-- Passage for review follows --

Life with Principle: Thoreau’s Voice in Our Time

Produced by Melvyn Hopper

See http://www.lifewithprinciple.org/, sponsored by the Thoreau Society http://www.thoreausociety.org/. The DVD costs $250 for educational use and includes:
The 56-minute film, Life with Principle, which features commentary that follow six themes present in Thoreau’s writings. The themes are:

  • Hearing That Different Drummer
  • Being Awake, Aware, and Alive
  • Examining Desperate and Deliberate Lives
  • Living in Society
  • Living in Nature
  • Confronting the Mean and the Sublime
  • Thoreau’s Concord, a 12-minute historical documentar that follows the same themes to explore both Concord and Henry David Thoreau s place in it.
  • Profiles in Civil Disobedience, a 12-minute examination of this philosophy as practiced by Wangari Maathai in Kenya, Tsunesaburo Makiguchi in Japan, and Nelson Mandela in South Africa.
  • World Leaders, a 4-minute glance at the impact of Thoreau’s writings on Leo Tolstoy, Mahatma Gandhi, Martin Luther King, Jr., and Daisaku Ikeda, as well as on Life with Principle speakers Noam Chomsky, Daniel Ellsberg, and Howard Zinn.

-- Passage for review concluded --

Exercises to complete —
a – Edit the Life with Principle listing by rewriting everything from "Produced by Melvyn" down to "place in it." with "DVD" replaced by "disc".
b – According to the Life with Principle listing, what does the DVD cost for educational use?
Draw only on the Life with Principle listing.

-- Information follows --

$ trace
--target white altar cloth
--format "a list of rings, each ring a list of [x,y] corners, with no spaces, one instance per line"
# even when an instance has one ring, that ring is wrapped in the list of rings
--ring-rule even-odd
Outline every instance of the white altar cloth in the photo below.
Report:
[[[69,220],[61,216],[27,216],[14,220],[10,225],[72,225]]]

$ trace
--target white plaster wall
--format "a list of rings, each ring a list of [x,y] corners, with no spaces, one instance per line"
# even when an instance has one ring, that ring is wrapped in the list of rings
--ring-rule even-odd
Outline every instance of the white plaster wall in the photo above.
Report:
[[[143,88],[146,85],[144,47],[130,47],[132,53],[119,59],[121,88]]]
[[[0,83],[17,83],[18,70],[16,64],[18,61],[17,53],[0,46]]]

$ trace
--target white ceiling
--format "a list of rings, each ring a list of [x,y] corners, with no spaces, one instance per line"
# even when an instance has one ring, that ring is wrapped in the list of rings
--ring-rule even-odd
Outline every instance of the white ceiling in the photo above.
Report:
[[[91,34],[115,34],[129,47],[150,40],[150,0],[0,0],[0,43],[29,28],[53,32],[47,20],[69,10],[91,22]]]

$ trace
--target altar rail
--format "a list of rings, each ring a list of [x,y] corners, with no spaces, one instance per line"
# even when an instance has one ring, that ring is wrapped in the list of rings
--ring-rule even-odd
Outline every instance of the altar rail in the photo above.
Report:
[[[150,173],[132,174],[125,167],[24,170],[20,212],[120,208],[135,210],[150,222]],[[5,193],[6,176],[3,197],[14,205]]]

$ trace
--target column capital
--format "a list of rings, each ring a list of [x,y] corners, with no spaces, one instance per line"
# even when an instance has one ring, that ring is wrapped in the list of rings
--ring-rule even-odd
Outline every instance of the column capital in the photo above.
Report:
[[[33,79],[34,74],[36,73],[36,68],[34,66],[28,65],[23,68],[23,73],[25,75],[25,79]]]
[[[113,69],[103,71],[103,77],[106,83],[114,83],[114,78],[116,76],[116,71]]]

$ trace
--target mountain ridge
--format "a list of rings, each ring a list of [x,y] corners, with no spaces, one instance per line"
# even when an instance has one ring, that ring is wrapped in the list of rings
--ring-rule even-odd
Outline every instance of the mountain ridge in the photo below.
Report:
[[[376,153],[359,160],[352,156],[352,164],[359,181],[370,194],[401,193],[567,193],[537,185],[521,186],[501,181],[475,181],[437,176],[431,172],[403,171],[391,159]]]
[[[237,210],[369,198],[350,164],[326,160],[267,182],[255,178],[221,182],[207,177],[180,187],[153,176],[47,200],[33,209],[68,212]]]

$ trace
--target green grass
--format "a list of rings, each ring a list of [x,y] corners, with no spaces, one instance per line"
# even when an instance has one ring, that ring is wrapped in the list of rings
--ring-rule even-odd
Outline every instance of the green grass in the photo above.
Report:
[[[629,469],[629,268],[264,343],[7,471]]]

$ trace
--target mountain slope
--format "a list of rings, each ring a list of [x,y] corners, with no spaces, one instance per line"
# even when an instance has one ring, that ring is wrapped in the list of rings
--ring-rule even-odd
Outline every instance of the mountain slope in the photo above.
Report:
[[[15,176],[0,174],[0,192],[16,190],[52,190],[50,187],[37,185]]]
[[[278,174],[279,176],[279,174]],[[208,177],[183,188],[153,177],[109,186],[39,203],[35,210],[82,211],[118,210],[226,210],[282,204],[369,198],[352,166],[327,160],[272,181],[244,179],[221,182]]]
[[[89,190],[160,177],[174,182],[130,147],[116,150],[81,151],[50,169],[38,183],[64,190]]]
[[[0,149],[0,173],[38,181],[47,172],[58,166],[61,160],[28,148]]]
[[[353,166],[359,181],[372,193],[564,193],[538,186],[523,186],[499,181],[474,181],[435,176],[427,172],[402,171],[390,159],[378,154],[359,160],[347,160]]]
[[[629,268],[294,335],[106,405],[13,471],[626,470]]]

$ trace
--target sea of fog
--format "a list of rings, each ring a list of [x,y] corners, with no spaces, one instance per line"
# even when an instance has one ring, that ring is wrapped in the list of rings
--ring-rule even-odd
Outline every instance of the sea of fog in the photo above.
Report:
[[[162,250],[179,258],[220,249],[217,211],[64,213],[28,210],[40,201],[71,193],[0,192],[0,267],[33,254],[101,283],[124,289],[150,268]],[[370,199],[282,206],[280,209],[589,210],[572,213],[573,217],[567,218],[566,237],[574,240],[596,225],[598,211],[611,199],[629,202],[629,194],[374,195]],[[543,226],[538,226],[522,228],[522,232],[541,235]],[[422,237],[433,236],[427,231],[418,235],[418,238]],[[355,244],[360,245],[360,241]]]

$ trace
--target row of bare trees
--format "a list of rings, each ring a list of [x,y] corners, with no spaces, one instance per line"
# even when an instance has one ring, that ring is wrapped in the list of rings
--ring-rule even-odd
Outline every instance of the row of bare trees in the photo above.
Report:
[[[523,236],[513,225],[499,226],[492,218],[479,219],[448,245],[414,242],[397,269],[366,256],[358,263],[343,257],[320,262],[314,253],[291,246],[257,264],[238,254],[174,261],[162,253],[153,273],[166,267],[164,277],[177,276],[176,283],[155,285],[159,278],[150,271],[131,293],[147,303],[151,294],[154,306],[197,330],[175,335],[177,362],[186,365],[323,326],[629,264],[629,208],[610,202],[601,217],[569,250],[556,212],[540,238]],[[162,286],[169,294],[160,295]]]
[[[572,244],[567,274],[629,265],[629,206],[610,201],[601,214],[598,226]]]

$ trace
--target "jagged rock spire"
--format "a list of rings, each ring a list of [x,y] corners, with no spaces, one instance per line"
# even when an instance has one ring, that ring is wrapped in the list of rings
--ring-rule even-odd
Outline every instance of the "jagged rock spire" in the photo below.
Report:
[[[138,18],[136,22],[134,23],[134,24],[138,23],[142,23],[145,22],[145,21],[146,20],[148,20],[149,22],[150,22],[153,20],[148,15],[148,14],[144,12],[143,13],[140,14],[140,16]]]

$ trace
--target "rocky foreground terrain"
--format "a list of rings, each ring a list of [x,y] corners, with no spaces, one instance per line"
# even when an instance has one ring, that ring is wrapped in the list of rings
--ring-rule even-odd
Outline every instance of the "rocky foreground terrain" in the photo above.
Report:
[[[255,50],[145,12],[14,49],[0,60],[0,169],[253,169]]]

-- Information concluded --

Outputs for the tasks —
a –
Produced by Melvyn Hopper

See http://www.lifewithprinciple.org/, sponsored by the Thoreau Society http://www.thoreausociety.org/. The disc costs $250 for educational use and includes:
The 56-minute film, Life with Principle, which features commentary that follow six themes present in Thoreau’s writings. The themes are:

  • Hearing That Different Drummer
  • Being Awake, Aware, and Alive
  • Examining Desperate and Deliberate Lives
  • Living in Society
  • Living in Nature
  • Confronting the Mean and the Sublime
  • Thoreau’s Concord, a 12-minute historical documentar that follows the same themes to explore both Concord and Henry David Thoreau s place in it.

b – $250